- Given data:
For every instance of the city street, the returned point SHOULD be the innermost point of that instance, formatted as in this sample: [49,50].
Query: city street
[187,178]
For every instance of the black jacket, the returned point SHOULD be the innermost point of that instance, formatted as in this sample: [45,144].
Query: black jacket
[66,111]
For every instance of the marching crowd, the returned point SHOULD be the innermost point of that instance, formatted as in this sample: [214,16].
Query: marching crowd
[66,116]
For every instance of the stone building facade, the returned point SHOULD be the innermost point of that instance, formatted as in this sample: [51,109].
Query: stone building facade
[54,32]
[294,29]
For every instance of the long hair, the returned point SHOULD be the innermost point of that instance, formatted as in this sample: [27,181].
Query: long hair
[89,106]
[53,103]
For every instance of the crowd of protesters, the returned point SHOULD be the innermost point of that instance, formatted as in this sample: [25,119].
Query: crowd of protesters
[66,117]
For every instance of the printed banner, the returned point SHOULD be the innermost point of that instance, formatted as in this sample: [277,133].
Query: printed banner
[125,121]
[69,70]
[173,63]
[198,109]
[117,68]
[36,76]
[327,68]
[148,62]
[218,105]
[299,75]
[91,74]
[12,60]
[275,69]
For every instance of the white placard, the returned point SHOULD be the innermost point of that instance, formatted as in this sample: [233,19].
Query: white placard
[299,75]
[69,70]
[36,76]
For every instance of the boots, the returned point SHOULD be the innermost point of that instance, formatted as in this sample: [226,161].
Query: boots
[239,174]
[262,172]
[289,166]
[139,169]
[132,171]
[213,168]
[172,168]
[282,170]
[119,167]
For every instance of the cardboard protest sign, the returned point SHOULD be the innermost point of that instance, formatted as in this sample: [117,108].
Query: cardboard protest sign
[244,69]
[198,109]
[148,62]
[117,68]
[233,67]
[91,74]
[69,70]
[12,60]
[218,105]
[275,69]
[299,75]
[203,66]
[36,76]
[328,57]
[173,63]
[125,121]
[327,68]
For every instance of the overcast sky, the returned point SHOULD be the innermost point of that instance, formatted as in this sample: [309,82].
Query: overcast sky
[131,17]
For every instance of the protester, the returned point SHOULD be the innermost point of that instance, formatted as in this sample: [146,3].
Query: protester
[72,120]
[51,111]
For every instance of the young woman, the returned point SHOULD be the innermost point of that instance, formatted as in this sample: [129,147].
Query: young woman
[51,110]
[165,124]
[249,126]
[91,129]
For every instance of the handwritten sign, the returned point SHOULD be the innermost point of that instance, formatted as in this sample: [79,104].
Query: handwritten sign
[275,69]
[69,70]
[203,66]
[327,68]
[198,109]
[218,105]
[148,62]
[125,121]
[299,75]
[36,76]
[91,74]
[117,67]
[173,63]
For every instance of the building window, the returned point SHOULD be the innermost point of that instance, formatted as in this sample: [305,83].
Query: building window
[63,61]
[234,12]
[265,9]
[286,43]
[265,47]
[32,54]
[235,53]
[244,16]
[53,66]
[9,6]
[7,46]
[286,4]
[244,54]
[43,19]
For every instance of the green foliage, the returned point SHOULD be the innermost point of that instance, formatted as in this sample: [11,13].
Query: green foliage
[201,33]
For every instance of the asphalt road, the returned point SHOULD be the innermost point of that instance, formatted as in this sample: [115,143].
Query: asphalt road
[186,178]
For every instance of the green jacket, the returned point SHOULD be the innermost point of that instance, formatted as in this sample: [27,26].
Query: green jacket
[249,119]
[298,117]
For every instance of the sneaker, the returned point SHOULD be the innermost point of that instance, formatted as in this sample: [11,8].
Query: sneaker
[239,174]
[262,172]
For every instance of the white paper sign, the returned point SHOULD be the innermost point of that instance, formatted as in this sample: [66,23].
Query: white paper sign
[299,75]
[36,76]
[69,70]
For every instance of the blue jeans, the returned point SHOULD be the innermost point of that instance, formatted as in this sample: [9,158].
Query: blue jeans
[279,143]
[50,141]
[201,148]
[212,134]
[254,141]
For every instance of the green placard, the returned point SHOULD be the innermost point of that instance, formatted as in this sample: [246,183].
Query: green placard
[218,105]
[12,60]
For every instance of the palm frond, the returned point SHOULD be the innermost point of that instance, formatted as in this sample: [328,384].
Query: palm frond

- What you are asked to do: All of the entries should be output exactly as they appear above.

- Result for this task:
For every instance of the city street, the returned point SHOULD be the innermost point of that instance, formatted as in this sample: [49,50].
Query: city street
[187,178]
For every instance of the black jacket, the returned point SHOULD be the innermost point of that instance, formatted as in this sample: [45,144].
Query: black jacket
[66,111]
For every instance of the marching crowd, the returned point SHOULD be the innermost point of that instance, formatted as in this sample: [214,16].
Query: marching crowd
[66,116]
For every instance of the stone building facade, the returned point SHOULD be the innermost point of that instance, formatted as in this sample: [51,109].
Query: stone building facade
[54,32]
[294,29]
For every instance of the long hair, the returned point SHOULD be the innermost point of that instance, formatted as in this sample: [27,181].
Query: long hair
[89,106]
[53,103]
For every instance of the crowd of protesters, the returned point SHOULD be the innermost point of that instance, formatted as in this sample: [25,119].
Query: crowd of protesters
[66,117]
For every instance of the printed banner, the returned point SHOULD be the innermost point of that instance, formatted as in this sample: [277,133].
Query: printed banner
[125,121]
[69,70]
[173,63]
[198,109]
[117,68]
[36,76]
[327,68]
[148,62]
[218,105]
[299,75]
[91,74]
[12,60]
[275,69]
For every instance of the white placard, the returned point SHOULD be the innermost point of that instance, formatted as in this sample: [233,19].
Query: white placard
[299,75]
[69,70]
[36,76]
For every instance of the boots, the returned point SHOULD be the innermost point of that instance, formatted as in this sample: [226,161].
Query: boots
[239,174]
[262,172]
[289,166]
[139,169]
[132,171]
[213,168]
[172,168]
[282,170]
[119,167]
For every instance of the cardboard protest sign, the returned point SHOULD be the innermost point of that instance, formatted as in this sample: [117,108].
Query: cardboard protest sign
[244,69]
[198,109]
[148,62]
[117,68]
[233,67]
[91,74]
[69,70]
[12,60]
[218,105]
[275,69]
[299,75]
[203,66]
[36,76]
[328,57]
[173,63]
[125,121]
[327,68]
For every instance of the overcast sky, the returned point SHOULD be the innermost point of that instance, formatted as in this sample: [309,82].
Query: overcast sky
[131,17]
For every instance of the protester, the returned point SHOULD be the innermost point of that instance, formatted as in this sample: [146,3].
Query: protester
[72,120]
[51,111]
For every instance of the young woman, the returned point SHOULD be the innermost point of that instance, formatted as in this sample: [129,147].
Query: young woman
[51,110]
[165,124]
[249,126]
[91,129]
For every instance of the handwritten sign, the returned point SHOULD be the innermost point of that instance, formatted as in this sample: [79,104].
Query: handwritten sign
[275,69]
[69,70]
[203,66]
[327,68]
[198,109]
[218,105]
[148,62]
[125,121]
[299,75]
[36,76]
[91,74]
[117,67]
[173,63]
For every instance of the building window, the returned point SHOULD be the innermost point of that instance, formatted as in this sample: [305,83].
Query: building window
[63,61]
[234,12]
[265,9]
[286,43]
[265,47]
[32,54]
[235,53]
[244,16]
[53,66]
[9,6]
[7,46]
[286,4]
[244,54]
[43,19]
For every instance of the green foliage, the returned point SHOULD be the innermost point of that instance, formatted as in this sample: [11,13].
Query: green foliage
[201,33]
For every instance of the asphalt road, the returned point SHOULD be the innermost point of that instance, formatted as in this sample: [115,143].
Query: asphalt road
[186,178]
For every instance of the green jacket, the returned point SHOULD be the innermost point of that instance, formatted as in this sample: [27,26].
Query: green jacket
[249,119]
[298,117]
For every instance of the sneaker, the returned point SHOULD be the innermost point of that instance, formatted as in this sample: [11,8].
Query: sneaker
[239,174]
[262,172]
For every instance of the white paper sign, the returned point SHOULD be the innermost point of that instance, formatted as in this sample: [66,23].
Query: white paper sign
[299,75]
[36,76]
[69,70]
For every instance of the blue jeans, the returned point SHOULD be the innermost point of that instance, formatted as in this sample: [9,158].
Query: blue jeans
[279,143]
[50,141]
[201,148]
[212,134]
[254,141]
For every instance of the green placard, the returned point SHOULD be the innermost point of that instance, formatted as in this sample: [246,183].
Query: green placard
[218,105]
[12,60]
For every instance of the palm frond, the returned point SHOULD be the innermost point of that instance, formatted as in this sample: [328,384].
Query: palm frond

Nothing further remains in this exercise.